Passage to read.
## Start

I think many of you already know excellent Ms. Ali over at Cleaner Plate Club. If not, you must get acquainted, pronto. Not only is she sharp as a freshly honed Wusthof paring knife, if she were a spice, she’d be Moxie Spice, and nobody would cook without her.

What you may not know is that Ms. Cleaner Plate Club was my beloved college roommate, and an uproarious party gal. We lived in the top half of an old Grinnell, Iowa farmhouse out on Route 6, not far from the Dari-Barn:

[Thank you to Allen Bukoff, for the Internet's only known picture of the Grinnell Dari-Barn! We owe you a milkshake, sir!]

We lived in our groovy green farmhouse (named The Doghouse, natch) with our two boisterous puppy dogs. It was a beautiful, carefree, $250-a-month life, full of impromptu dancing in the kitchen, rugby practices that occurred mostly at the town bar, and the jeans of adorable boys left in crumpled heaps on our shag-carpeted living room floor.

## End

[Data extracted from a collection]
## Start

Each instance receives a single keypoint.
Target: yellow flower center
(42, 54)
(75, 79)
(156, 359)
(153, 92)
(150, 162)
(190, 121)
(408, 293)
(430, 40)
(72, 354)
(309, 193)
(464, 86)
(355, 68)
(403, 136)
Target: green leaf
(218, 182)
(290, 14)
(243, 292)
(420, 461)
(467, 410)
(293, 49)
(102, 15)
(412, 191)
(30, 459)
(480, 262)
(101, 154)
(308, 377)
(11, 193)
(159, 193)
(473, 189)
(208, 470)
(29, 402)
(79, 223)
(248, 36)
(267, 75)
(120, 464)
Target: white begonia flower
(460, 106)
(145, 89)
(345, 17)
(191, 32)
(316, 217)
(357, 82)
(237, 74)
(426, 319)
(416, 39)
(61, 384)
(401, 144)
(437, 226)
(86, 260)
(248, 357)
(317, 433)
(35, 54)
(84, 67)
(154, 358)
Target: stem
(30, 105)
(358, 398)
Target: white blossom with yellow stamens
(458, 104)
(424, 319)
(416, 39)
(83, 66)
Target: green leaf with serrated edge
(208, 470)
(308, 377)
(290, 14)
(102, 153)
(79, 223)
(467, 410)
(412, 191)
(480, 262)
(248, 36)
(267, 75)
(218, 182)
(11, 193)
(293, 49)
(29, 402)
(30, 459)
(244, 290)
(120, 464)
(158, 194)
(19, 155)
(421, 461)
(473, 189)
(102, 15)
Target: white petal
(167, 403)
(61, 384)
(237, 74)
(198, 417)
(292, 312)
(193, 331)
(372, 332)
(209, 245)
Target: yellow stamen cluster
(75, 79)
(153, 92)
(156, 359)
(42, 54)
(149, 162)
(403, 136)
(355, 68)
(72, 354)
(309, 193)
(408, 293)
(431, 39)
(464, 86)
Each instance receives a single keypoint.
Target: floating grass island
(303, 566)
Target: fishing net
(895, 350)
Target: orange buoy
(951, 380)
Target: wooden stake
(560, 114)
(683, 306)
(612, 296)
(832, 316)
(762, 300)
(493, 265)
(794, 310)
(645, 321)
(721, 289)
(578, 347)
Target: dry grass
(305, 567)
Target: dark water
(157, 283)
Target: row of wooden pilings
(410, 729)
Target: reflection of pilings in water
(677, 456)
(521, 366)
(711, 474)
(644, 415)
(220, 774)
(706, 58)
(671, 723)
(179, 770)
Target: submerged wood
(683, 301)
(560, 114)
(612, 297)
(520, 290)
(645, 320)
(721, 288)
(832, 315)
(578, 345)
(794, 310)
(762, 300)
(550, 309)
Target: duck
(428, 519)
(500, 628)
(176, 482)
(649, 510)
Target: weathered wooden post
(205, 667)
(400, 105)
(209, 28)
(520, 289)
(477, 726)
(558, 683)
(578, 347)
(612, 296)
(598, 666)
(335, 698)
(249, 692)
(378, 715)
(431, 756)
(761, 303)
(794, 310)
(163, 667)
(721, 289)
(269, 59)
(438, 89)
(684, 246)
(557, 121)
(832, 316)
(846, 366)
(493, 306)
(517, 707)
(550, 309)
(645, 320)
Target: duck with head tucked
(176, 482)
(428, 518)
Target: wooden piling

## End

Your instructions. Continue the recollection of the Grinnell farmhouse roommate from the point where it stops. The rows are not used here.

Output for this exercise.
Just like that! Only minus the laptop, and swapping out the bathroom tiles for shag. I did say shag. Yes, yes, smirk if you wish. Ah, to be 21 again.

Anyhoo, Ms. Cleaner Plate Club lured me into a sordid lifestyle of skipping my 9 am German class to watch “A Chorus Line” on stolen cable (thanks, Matthew J., for rigging that up!). Her usual bribes? Insanely good brownies, flaky honey-gooey baklava, and seriously stellar spanikopita. All made from scratch. I should have known she would rock the foodie-blog world someday. Except, um, of course, I didn’t know blogs would exist. When we remembered to write our papers, we wrote our papers in computer labs, and were pretty excited about the VAX, the instant messaging system they had on the computers at Grinnell. VAX, wherefore art thou today, VAX?

Ms. Cleaner Plate Club and the utterly charming Mr. Cleaner Plate Club are the reason I’m here in the Berkshires, and not just for their fab meals. They are simply uber-fab peeps. As perhaps you have gleaned.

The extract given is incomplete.